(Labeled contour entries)
══════

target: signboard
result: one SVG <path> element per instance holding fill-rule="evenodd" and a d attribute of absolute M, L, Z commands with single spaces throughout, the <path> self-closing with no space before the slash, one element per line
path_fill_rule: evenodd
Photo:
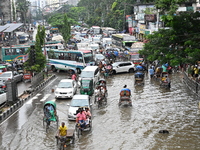
<path fill-rule="evenodd" d="M 135 41 L 135 36 L 124 36 L 123 41 Z"/>
<path fill-rule="evenodd" d="M 177 11 L 186 11 L 186 7 L 179 7 Z"/>
<path fill-rule="evenodd" d="M 147 14 L 144 16 L 145 21 L 149 21 L 149 22 L 156 22 L 157 18 L 156 18 L 156 14 Z"/>
<path fill-rule="evenodd" d="M 141 20 L 141 21 L 144 21 L 144 15 L 145 15 L 144 13 L 138 13 L 138 15 L 137 15 L 138 18 L 137 19 Z"/>

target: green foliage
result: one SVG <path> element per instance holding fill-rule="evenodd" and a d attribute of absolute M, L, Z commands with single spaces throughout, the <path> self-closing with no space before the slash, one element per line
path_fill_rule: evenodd
<path fill-rule="evenodd" d="M 13 20 L 15 21 L 16 20 L 16 16 L 15 16 L 15 4 L 14 4 L 14 1 L 12 0 L 12 11 L 13 11 Z"/>
<path fill-rule="evenodd" d="M 54 58 L 56 58 L 56 55 L 55 55 L 54 50 L 50 49 L 50 51 L 48 52 L 48 58 L 49 58 L 49 59 L 54 59 Z"/>
<path fill-rule="evenodd" d="M 69 39 L 71 38 L 71 25 L 70 22 L 68 21 L 67 14 L 64 15 L 64 20 L 63 20 L 63 26 L 60 28 L 60 32 L 63 36 L 63 39 L 65 41 L 65 46 Z"/>
<path fill-rule="evenodd" d="M 36 42 L 35 42 L 35 54 L 36 63 L 31 64 L 30 49 L 29 49 L 29 60 L 24 63 L 25 69 L 33 72 L 41 72 L 46 66 L 46 56 L 43 54 L 42 47 L 44 45 L 45 28 L 44 26 L 38 26 Z"/>
<path fill-rule="evenodd" d="M 27 0 L 16 0 L 15 3 L 16 3 L 16 11 L 20 12 L 22 22 L 25 23 L 26 13 L 28 12 L 28 9 L 29 9 L 29 6 L 30 6 L 31 3 Z"/>

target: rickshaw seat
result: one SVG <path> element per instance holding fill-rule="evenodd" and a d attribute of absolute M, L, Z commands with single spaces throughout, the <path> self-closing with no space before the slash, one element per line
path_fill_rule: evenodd
<path fill-rule="evenodd" d="M 129 91 L 121 91 L 120 92 L 120 96 L 122 97 L 122 96 L 129 96 L 130 97 L 130 92 Z"/>

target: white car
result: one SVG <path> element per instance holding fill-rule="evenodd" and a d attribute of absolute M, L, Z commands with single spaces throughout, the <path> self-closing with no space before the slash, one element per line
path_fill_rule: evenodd
<path fill-rule="evenodd" d="M 135 64 L 131 61 L 127 62 L 115 62 L 112 64 L 113 66 L 113 73 L 120 73 L 120 72 L 130 72 L 133 73 L 135 71 Z"/>
<path fill-rule="evenodd" d="M 74 95 L 68 112 L 68 120 L 76 120 L 76 111 L 79 107 L 88 107 L 91 110 L 89 95 Z"/>
<path fill-rule="evenodd" d="M 72 79 L 62 79 L 55 90 L 55 98 L 72 98 L 77 91 L 77 83 Z"/>
<path fill-rule="evenodd" d="M 8 80 L 14 79 L 16 82 L 23 80 L 23 74 L 19 74 L 17 71 L 6 71 L 0 75 L 0 82 L 6 82 Z"/>
<path fill-rule="evenodd" d="M 0 89 L 0 104 L 5 103 L 7 100 L 6 91 Z"/>
<path fill-rule="evenodd" d="M 95 54 L 94 56 L 94 60 L 97 64 L 99 64 L 99 62 L 102 61 L 103 59 L 105 59 L 105 56 L 103 54 Z"/>

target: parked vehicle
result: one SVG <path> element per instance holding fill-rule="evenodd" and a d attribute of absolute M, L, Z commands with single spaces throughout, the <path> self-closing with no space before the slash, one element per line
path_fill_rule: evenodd
<path fill-rule="evenodd" d="M 79 107 L 88 107 L 91 110 L 89 95 L 74 95 L 68 111 L 68 119 L 76 120 L 77 110 Z"/>
<path fill-rule="evenodd" d="M 6 82 L 8 80 L 14 79 L 16 82 L 23 80 L 23 74 L 18 73 L 17 71 L 7 71 L 0 75 L 0 82 Z"/>
<path fill-rule="evenodd" d="M 29 81 L 31 81 L 31 78 L 32 78 L 32 76 L 31 76 L 30 73 L 24 73 L 24 75 L 23 75 L 23 81 L 24 81 L 24 82 L 29 82 Z"/>
<path fill-rule="evenodd" d="M 93 85 L 99 80 L 100 78 L 100 71 L 98 66 L 87 66 L 85 67 L 80 75 L 80 79 L 82 80 L 84 78 L 91 78 L 93 79 Z"/>
<path fill-rule="evenodd" d="M 62 79 L 55 90 L 56 98 L 72 98 L 77 91 L 76 81 L 72 79 Z"/>
<path fill-rule="evenodd" d="M 84 78 L 81 80 L 80 93 L 92 96 L 94 93 L 93 79 Z"/>
<path fill-rule="evenodd" d="M 130 72 L 133 73 L 135 71 L 135 64 L 130 61 L 126 62 L 115 62 L 112 64 L 113 66 L 113 73 L 120 73 L 120 72 Z"/>

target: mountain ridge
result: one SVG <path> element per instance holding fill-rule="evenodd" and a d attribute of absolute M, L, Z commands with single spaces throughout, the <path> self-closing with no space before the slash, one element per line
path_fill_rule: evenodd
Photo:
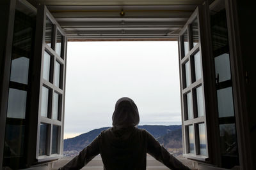
<path fill-rule="evenodd" d="M 138 126 L 150 132 L 160 144 L 177 148 L 182 148 L 181 125 L 143 125 Z M 64 139 L 64 155 L 65 152 L 78 153 L 86 147 L 102 131 L 110 127 L 101 127 L 83 133 L 77 136 Z"/>

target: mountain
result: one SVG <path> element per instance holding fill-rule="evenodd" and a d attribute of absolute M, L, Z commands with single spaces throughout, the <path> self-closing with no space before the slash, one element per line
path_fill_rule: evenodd
<path fill-rule="evenodd" d="M 181 125 L 139 125 L 156 138 L 164 146 L 170 146 L 182 148 Z M 64 154 L 65 152 L 76 155 L 87 146 L 101 131 L 109 128 L 102 127 L 82 134 L 73 138 L 64 139 Z M 177 144 L 175 144 L 177 143 Z"/>

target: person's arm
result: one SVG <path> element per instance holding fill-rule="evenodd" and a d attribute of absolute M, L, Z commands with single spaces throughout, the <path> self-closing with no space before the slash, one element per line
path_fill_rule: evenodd
<path fill-rule="evenodd" d="M 180 161 L 170 154 L 170 153 L 148 132 L 147 132 L 147 153 L 156 160 L 160 161 L 168 168 L 173 170 L 190 169 L 188 167 L 184 166 Z"/>
<path fill-rule="evenodd" d="M 80 152 L 79 154 L 72 159 L 59 170 L 80 169 L 87 164 L 97 155 L 100 153 L 99 137 L 97 137 L 86 148 Z"/>

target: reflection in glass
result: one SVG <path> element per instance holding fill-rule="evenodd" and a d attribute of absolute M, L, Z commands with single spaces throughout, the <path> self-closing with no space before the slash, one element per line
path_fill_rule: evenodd
<path fill-rule="evenodd" d="M 195 46 L 198 43 L 198 39 L 199 39 L 198 25 L 197 23 L 197 18 L 196 18 L 191 23 L 191 29 L 192 29 L 193 46 Z"/>
<path fill-rule="evenodd" d="M 236 155 L 237 148 L 235 124 L 220 125 L 221 152 L 225 155 Z"/>
<path fill-rule="evenodd" d="M 48 115 L 49 89 L 44 86 L 42 88 L 41 116 L 47 117 Z"/>
<path fill-rule="evenodd" d="M 27 92 L 9 89 L 7 117 L 25 118 Z"/>
<path fill-rule="evenodd" d="M 191 92 L 189 92 L 187 94 L 187 103 L 188 103 L 188 118 L 191 119 L 193 118 L 194 117 L 193 115 L 193 110 L 192 110 L 192 96 Z"/>
<path fill-rule="evenodd" d="M 189 153 L 195 153 L 194 146 L 194 130 L 193 125 L 188 127 L 189 136 Z"/>
<path fill-rule="evenodd" d="M 196 75 L 196 81 L 197 81 L 202 78 L 201 59 L 200 56 L 200 52 L 198 52 L 194 55 L 194 60 L 195 60 L 195 71 Z"/>
<path fill-rule="evenodd" d="M 52 125 L 52 154 L 58 153 L 58 142 L 59 140 L 59 127 Z"/>
<path fill-rule="evenodd" d="M 61 55 L 61 43 L 62 43 L 62 35 L 60 34 L 59 31 L 57 31 L 57 42 L 56 46 L 56 51 L 60 57 Z"/>
<path fill-rule="evenodd" d="M 47 154 L 47 124 L 40 124 L 39 155 L 45 155 Z"/>
<path fill-rule="evenodd" d="M 234 116 L 233 94 L 232 87 L 217 90 L 219 117 Z"/>
<path fill-rule="evenodd" d="M 199 143 L 200 148 L 200 155 L 206 155 L 206 136 L 205 136 L 205 127 L 204 124 L 198 124 L 199 130 Z"/>
<path fill-rule="evenodd" d="M 24 153 L 25 125 L 6 124 L 4 157 L 20 157 Z"/>
<path fill-rule="evenodd" d="M 29 59 L 21 57 L 12 60 L 10 81 L 28 84 Z"/>
<path fill-rule="evenodd" d="M 48 81 L 50 78 L 50 67 L 51 55 L 47 52 L 44 52 L 43 78 Z"/>
<path fill-rule="evenodd" d="M 54 71 L 54 85 L 56 87 L 60 87 L 60 64 L 58 62 L 55 62 L 55 71 Z"/>
<path fill-rule="evenodd" d="M 219 74 L 219 82 L 229 80 L 231 78 L 229 54 L 223 53 L 214 58 L 215 74 Z"/>
<path fill-rule="evenodd" d="M 59 111 L 59 94 L 54 92 L 53 96 L 53 113 L 52 119 L 58 120 Z"/>
<path fill-rule="evenodd" d="M 190 67 L 189 67 L 189 62 L 187 62 L 185 64 L 185 71 L 186 71 L 186 87 L 189 87 L 191 83 L 190 79 Z"/>
<path fill-rule="evenodd" d="M 203 87 L 196 88 L 197 114 L 198 117 L 204 116 Z"/>
<path fill-rule="evenodd" d="M 45 43 L 51 46 L 52 44 L 52 32 L 53 29 L 53 24 L 51 22 L 50 19 L 48 17 L 46 17 L 46 25 L 45 25 Z"/>
<path fill-rule="evenodd" d="M 188 47 L 188 31 L 187 30 L 183 34 L 183 39 L 184 39 L 184 55 L 187 55 L 189 50 Z"/>

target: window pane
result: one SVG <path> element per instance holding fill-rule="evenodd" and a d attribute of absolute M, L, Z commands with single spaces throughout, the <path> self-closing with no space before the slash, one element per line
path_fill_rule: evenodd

══════

• **DIRECTION**: Copy the material from its first line through the line containing "141 20 L 141", including both of those lines. Leave the picture out of your copy.

• **RIGHT ANSWER**:
target: signboard
result: one SVG <path> element per instance holding fill-rule="evenodd" and a d attribute of absolute M, L, Z commands with single spaces throughout, the <path> self-closing with no space before the slash, one element per line
path_fill_rule: evenodd
Photo:
<path fill-rule="evenodd" d="M 135 41 L 135 36 L 124 36 L 123 41 Z"/>
<path fill-rule="evenodd" d="M 177 11 L 186 11 L 186 7 L 179 7 Z"/>
<path fill-rule="evenodd" d="M 147 14 L 144 16 L 145 21 L 149 21 L 149 22 L 156 22 L 157 18 L 156 18 L 156 14 Z"/>
<path fill-rule="evenodd" d="M 141 20 L 141 21 L 144 21 L 144 15 L 145 15 L 144 13 L 138 13 L 138 15 L 137 15 L 138 18 L 137 19 Z"/>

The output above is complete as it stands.